## PROBLEM DETAILS
Copy the material below exactly, from the line containing "of the black" down to the end of the material, including both the first and last lines.

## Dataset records
☆ ☆ ☆ ☆

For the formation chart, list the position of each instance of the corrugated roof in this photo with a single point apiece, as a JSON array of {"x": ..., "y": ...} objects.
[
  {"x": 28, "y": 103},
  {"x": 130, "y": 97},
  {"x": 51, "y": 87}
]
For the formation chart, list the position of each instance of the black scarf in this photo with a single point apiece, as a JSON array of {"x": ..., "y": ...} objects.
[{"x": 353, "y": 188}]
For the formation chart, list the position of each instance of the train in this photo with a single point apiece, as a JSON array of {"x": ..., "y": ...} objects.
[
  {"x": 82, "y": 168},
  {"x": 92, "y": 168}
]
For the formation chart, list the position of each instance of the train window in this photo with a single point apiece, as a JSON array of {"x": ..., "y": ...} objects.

☆ ☆ ☆ ☆

## WRITTEN REPLY
For the formation chart, list the position of each instance of the black scarf in this photo with a single point apiece, as a JSON array of {"x": ..., "y": ...} objects.
[{"x": 353, "y": 188}]
For the formation chart, list the position of each instance of the train in this photo with a single point apiece, as a JSON array of {"x": ..., "y": ...} objects.
[
  {"x": 82, "y": 168},
  {"x": 92, "y": 168}
]
For the formation chart, list the position of each instance of the train window in this photo with a single point apiece, as a JSON array of {"x": ..., "y": ...} objects.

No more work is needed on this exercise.